▸ Task: Could you write out all the records once more, exactly?

Recorded data
________
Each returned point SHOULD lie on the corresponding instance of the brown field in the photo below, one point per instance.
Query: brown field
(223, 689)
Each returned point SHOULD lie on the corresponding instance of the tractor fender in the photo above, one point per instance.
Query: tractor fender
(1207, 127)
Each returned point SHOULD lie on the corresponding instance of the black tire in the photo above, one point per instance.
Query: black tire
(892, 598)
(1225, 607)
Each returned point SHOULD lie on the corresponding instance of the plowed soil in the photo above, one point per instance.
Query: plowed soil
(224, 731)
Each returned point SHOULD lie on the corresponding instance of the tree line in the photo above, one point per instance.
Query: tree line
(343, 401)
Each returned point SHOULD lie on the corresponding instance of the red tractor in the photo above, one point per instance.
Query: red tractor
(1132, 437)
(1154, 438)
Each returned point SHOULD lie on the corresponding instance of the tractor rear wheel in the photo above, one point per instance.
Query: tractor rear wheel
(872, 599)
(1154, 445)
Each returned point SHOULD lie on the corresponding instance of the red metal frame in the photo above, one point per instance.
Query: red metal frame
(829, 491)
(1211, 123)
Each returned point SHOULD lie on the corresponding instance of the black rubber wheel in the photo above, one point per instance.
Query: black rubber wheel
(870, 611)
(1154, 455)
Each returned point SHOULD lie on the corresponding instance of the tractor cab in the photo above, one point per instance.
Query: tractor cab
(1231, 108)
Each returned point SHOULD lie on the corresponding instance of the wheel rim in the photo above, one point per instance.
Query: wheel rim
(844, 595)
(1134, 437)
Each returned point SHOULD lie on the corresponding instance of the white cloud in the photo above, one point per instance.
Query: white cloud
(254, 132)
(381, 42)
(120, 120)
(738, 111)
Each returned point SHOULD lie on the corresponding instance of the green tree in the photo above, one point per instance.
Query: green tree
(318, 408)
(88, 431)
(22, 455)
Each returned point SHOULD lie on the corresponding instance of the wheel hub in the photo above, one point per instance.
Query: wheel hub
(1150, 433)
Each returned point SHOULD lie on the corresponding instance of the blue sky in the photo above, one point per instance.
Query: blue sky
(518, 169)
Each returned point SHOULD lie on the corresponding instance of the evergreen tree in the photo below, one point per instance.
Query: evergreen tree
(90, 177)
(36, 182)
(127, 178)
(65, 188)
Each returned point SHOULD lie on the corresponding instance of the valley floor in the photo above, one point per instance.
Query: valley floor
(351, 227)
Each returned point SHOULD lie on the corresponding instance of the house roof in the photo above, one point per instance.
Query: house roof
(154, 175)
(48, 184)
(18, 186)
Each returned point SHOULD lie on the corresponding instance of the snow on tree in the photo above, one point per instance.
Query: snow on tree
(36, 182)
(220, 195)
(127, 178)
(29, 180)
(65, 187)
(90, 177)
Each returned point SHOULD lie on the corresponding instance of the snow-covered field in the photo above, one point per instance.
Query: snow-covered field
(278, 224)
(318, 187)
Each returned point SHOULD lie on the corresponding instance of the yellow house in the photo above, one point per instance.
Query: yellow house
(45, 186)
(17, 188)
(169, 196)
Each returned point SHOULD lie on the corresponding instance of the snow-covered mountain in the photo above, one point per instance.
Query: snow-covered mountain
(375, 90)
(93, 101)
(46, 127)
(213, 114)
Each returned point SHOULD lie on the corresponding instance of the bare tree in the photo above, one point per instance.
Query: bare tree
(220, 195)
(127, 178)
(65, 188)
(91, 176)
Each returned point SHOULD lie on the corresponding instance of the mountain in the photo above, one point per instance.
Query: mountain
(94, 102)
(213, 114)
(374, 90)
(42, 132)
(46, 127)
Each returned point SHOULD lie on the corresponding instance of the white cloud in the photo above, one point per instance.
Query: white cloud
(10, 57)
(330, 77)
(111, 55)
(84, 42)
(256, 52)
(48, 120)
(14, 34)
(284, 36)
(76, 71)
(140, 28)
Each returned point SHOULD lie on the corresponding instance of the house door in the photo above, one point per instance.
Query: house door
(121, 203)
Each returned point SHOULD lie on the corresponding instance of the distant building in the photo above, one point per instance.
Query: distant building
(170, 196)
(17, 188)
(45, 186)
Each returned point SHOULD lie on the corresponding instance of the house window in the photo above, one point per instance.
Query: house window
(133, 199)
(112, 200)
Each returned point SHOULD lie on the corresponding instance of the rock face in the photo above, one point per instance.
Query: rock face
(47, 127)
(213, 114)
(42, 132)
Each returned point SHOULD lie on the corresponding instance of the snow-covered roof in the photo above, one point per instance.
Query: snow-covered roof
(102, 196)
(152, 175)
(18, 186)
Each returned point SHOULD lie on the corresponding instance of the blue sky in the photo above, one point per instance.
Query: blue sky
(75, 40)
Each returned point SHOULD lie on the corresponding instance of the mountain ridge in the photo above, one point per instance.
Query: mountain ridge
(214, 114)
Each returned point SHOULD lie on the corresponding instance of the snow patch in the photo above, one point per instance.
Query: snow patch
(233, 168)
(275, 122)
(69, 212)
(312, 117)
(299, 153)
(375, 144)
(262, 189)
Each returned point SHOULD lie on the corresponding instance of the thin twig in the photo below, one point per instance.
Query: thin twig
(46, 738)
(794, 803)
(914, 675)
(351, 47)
________
▸ Result below:
Each returned point SHOULD lie on the corresponding instance of the brown field in the photo below, one point per instance.
Query: brown field
(223, 689)
Each returned point SHOULD lie on the corresponding instance of the tractor fender in the photo above, one point per instance.
Query: tractor fender
(1207, 127)
Each returned point SHOULD lie on the corresponding instance of the black tire in the photo above, one point per instance.
Query: black tire
(892, 598)
(1225, 607)
Each returned point SHOULD lie on the corresponding instance of the plowed soil in the photo above, one point per instance.
Query: plowed soil
(224, 731)
Each returned point SHOULD lie on the corresponding instance of the tree line in the photo above, one point per instance.
Query: tree line
(343, 401)
Each returned point SHOULD lie on the corresponding instance of the red tractor in the photo above, one point per instance.
Query: red tractor
(1132, 437)
(1154, 438)
Each returned point SHOULD lie on the corresponding instance of the tractor rear wheel in the photo above, one point per instance.
Query: tractor rear wheel
(872, 599)
(1154, 445)
Each returned point SHOULD lie on the corresponding instance of the red metal frame in the photo above, one point per instance.
Query: red metal frame
(829, 491)
(1211, 123)
Each returned point SHOULD lie on the corresponding instance of the black rubber wheel in the photo above, one point per instance.
Query: black rubber wheel
(870, 611)
(1154, 455)
Each returned point SHOULD lie on the corresponding instance of the tractor cab in the photo above, one point per instance.
Query: tractor cab
(1231, 108)
Each returned point SHOULD lie on the corresponding instance of the wheel rim in the photo above, one point per instance.
Query: wheel rim
(844, 595)
(1134, 437)
Each returned point SHOULD lie on the corresponding instance of the white cloud in the photo above, one point per instance.
Query: white cloud
(254, 132)
(381, 42)
(120, 120)
(738, 111)
Each returned point SHOULD lie on the corresponding instance of the green tree in the photo above, one point per instance.
Query: green tree
(318, 408)
(88, 431)
(22, 455)
Each returned point SHOULD lie on the corresponding instance of the wheel hub in the photo above, one point per instance.
Query: wheel hub
(1150, 433)
Each returned point SHOULD lie on the corresponding instance of the blue sky in the photo above, one point per instance.
Query: blue sky
(518, 169)
Each returned point SHOULD lie on the corresponding instance of the evergreen tree in the photo below, one point per instance.
Query: evergreen tree
(90, 177)
(36, 182)
(127, 178)
(65, 188)
Each returned point SHOULD lie on the corresponding instance of the valley floor in the photo above, one point per instance.
Query: valley floor
(351, 227)
Each returned point SHOULD lie on the corresponding instance of the house roof in the photo above, one point per instance.
Query: house roof
(154, 175)
(48, 184)
(18, 186)
Each returned point SHOULD lie on the corresponding instance of the snow on tree in the photo above, one point per instance.
Query: snow on tree
(36, 182)
(220, 195)
(127, 178)
(29, 180)
(65, 187)
(90, 177)
Each returned point SHOULD lie on the corresponding instance of the snow-covered field in the photo above, one point per instance.
Query: snow-covered field
(278, 224)
(318, 187)
Each returned point SHOULD lie on the corresponding instance of the yellow house in the photo above, one point per instance.
Query: yellow house
(45, 186)
(17, 188)
(169, 196)
Each returned point SHOULD lie on the corresponding instance of the snow-covered mountain in the photo above, one point per instance.
Query: snow-covered mountain
(375, 90)
(93, 101)
(46, 127)
(213, 114)
Each returned point SHOULD lie on the corresponding instance of the bare tree in the photo above, one point per instance.
Query: bare tree
(220, 195)
(127, 178)
(65, 188)
(91, 176)
Each returned point SHOULD lie on the corresponding instance of the mountain in the photo above, one point per instance.
Query: mountain
(94, 102)
(213, 114)
(374, 90)
(42, 132)
(46, 127)
Each returned point SHOULD lie on the corresponding instance of the white cloud in the photo above, one point per instance.
Query: white cloud
(10, 57)
(330, 77)
(111, 55)
(84, 42)
(256, 52)
(48, 120)
(14, 34)
(284, 36)
(76, 71)
(140, 28)
Each returned point SHOULD lie on the corresponding instance of the house door in the photo above, one point per instance.
Query: house door
(121, 203)
Each returned point SHOULD lie on the corresponding instance of the distant building in the photo above, one point per instance.
Query: distant building
(170, 196)
(17, 188)
(45, 186)
Each returned point SHOULD lie on the corresponding instance of the house window in the photo above, one point per instance.
Query: house window
(133, 199)
(112, 200)
Each returned point SHOULD lie on the corresponding instance of the rock face in the photo above, one point per instance.
Query: rock face
(47, 127)
(213, 114)
(42, 132)
Each returned point SHOULD lie on the corresponding instance of the snow-covered roof in the photo above, one point per instance.
Query: snow-covered roof
(102, 196)
(152, 175)
(18, 186)
Each returned point SHOULD lie on the corresponding instance of the blue sky in the photo above, one point per instance.
Query: blue sky
(75, 40)
Each returned point SHOULD lie on the corresponding instance of the mountain ridge in the photo above, one point per instance.
Query: mountain ridge
(214, 114)
Each returned point SHOULD lie on the corresponding instance of the snow patch in the photo above, one point per instance.
Query: snow patch
(233, 168)
(275, 122)
(69, 212)
(312, 117)
(299, 153)
(375, 144)
(262, 189)
Each returned point SHOULD lie on the corresponding instance of the thin twig in the photo below, one point per instance.
Query: thin twig
(46, 738)
(794, 803)
(914, 675)
(351, 47)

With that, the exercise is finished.